(Named object pointing entries)
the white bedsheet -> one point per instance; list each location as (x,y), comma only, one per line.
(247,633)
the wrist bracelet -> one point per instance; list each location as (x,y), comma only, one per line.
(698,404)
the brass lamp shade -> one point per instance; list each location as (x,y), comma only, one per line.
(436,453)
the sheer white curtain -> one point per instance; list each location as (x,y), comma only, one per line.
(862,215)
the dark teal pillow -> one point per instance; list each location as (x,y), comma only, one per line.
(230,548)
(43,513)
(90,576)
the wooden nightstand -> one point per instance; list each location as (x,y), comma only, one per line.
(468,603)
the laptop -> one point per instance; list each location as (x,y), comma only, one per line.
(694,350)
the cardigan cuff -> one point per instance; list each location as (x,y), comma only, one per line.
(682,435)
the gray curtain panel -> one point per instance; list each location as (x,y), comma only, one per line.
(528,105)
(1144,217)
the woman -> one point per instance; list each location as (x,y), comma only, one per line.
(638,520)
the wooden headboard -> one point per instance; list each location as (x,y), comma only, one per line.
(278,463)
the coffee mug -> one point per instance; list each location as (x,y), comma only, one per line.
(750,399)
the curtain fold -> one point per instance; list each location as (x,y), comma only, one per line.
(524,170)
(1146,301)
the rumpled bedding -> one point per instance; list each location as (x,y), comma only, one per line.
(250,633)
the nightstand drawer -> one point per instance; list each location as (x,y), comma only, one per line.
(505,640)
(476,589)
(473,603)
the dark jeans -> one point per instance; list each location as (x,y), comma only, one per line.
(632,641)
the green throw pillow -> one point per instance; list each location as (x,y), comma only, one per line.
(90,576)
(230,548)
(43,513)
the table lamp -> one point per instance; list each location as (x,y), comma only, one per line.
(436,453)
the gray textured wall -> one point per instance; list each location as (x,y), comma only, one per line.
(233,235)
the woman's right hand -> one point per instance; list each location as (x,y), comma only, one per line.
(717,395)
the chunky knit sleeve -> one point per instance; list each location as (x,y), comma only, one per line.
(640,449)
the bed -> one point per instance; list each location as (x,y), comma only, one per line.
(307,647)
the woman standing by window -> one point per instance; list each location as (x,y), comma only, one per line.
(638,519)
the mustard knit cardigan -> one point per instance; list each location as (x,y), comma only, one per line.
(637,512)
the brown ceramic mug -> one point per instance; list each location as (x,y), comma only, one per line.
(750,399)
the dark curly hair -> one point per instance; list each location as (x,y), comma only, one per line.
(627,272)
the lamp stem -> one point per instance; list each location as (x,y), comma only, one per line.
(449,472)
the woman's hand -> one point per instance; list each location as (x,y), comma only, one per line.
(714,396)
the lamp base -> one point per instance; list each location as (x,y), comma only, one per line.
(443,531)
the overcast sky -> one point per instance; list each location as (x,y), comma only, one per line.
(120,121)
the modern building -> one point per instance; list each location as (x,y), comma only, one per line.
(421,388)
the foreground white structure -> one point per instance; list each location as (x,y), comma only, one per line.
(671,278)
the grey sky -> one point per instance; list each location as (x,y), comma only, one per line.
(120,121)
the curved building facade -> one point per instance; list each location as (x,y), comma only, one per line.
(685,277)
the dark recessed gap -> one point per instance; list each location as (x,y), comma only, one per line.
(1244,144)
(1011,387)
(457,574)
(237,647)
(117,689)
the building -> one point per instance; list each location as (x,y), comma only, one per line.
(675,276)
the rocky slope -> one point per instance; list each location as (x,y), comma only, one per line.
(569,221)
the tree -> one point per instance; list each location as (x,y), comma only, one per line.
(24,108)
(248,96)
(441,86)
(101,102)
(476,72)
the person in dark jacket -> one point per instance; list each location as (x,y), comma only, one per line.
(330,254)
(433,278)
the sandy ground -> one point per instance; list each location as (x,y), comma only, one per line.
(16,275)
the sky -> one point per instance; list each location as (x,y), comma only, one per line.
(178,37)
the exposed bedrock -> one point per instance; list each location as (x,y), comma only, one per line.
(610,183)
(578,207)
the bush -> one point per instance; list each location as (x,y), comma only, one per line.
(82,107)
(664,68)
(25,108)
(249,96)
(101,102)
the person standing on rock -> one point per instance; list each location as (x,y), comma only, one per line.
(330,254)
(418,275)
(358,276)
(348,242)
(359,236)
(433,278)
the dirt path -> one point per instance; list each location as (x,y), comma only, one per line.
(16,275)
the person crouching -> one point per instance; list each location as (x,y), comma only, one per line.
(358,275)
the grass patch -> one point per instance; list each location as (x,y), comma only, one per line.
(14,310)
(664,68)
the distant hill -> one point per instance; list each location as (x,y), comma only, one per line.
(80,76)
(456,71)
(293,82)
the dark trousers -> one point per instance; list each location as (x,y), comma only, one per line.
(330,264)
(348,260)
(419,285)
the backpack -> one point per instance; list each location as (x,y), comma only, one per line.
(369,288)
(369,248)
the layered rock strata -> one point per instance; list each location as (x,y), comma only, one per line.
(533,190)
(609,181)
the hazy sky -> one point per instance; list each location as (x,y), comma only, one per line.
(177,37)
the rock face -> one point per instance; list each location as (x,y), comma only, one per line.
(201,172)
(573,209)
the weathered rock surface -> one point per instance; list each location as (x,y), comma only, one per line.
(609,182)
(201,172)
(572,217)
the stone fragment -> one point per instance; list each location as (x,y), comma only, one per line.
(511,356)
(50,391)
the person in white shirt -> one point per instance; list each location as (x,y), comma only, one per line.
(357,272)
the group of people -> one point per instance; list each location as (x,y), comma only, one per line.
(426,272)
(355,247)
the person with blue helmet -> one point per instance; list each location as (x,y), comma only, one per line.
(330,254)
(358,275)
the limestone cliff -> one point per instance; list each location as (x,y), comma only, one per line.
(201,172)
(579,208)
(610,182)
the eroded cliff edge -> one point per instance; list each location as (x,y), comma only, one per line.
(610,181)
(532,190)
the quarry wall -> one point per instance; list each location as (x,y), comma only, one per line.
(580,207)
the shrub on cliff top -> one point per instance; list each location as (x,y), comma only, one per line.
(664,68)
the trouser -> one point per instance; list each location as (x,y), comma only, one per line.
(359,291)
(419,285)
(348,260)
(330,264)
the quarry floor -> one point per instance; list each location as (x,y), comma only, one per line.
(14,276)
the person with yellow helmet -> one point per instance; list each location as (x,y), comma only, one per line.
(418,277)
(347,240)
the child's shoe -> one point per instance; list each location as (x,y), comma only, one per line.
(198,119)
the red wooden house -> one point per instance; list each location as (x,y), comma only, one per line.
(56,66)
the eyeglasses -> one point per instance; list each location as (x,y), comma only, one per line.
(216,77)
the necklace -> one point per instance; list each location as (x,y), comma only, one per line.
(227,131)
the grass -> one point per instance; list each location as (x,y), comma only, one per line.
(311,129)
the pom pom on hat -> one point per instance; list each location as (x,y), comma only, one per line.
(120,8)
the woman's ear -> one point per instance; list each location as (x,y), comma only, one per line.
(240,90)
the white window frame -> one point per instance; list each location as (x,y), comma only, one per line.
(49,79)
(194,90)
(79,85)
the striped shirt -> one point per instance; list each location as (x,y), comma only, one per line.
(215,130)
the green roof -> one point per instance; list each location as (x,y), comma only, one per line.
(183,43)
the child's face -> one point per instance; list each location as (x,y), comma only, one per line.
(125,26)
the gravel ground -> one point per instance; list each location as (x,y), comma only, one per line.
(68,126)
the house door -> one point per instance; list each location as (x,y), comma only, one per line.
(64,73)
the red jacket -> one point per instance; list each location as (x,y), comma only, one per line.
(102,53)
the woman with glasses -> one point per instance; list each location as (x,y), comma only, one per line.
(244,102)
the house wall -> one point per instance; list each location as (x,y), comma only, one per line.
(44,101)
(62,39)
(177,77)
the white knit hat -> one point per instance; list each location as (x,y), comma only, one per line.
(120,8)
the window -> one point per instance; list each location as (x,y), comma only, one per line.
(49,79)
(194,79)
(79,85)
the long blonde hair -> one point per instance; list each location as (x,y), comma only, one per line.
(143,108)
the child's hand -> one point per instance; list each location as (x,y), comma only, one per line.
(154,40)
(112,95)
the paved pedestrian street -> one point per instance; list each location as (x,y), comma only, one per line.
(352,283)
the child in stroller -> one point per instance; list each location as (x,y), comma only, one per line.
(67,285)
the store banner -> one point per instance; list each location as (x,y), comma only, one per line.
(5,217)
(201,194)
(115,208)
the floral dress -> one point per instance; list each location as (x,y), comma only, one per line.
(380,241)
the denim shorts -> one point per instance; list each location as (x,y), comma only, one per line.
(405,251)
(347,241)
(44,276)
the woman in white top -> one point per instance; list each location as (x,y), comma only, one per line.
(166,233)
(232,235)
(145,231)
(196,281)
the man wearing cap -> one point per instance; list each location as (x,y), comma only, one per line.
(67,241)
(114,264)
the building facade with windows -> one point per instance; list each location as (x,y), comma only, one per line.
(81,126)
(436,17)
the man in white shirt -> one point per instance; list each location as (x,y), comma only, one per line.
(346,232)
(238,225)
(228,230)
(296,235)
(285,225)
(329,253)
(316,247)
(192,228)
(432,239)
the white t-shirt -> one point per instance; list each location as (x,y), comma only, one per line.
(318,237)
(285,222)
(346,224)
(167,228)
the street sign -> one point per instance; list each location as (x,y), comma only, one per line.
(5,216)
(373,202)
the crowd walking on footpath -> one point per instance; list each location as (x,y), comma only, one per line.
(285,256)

- Short exercise: Give back exactly the lines beginning at the one with "the man wearing" and ending at the final line of the material; both boundary lines belong in it.

- Solution:
the man wearing cap -> one point per instance; list each location as (x,y), comma only, one per line.
(67,241)
(114,264)
the building facade with windows -> one point per instance; list each location as (x,y), comma only, one per line.
(81,126)
(436,17)
the man in white shirt -> one point per instance; list each location as (x,y), comma only, one per line.
(346,232)
(238,225)
(228,230)
(296,235)
(285,225)
(329,253)
(316,247)
(192,228)
(432,239)
the white t-shirt -> one point per instance; list each location as (x,y), comma only, one per line.
(318,237)
(285,222)
(346,224)
(167,228)
the street sign -> one point per instance; list each location as (x,y), comma only, one per line.
(5,216)
(373,202)
the crowd walking on footpath -> one point per instance; list each location as (x,y), comma only, one per line.
(285,256)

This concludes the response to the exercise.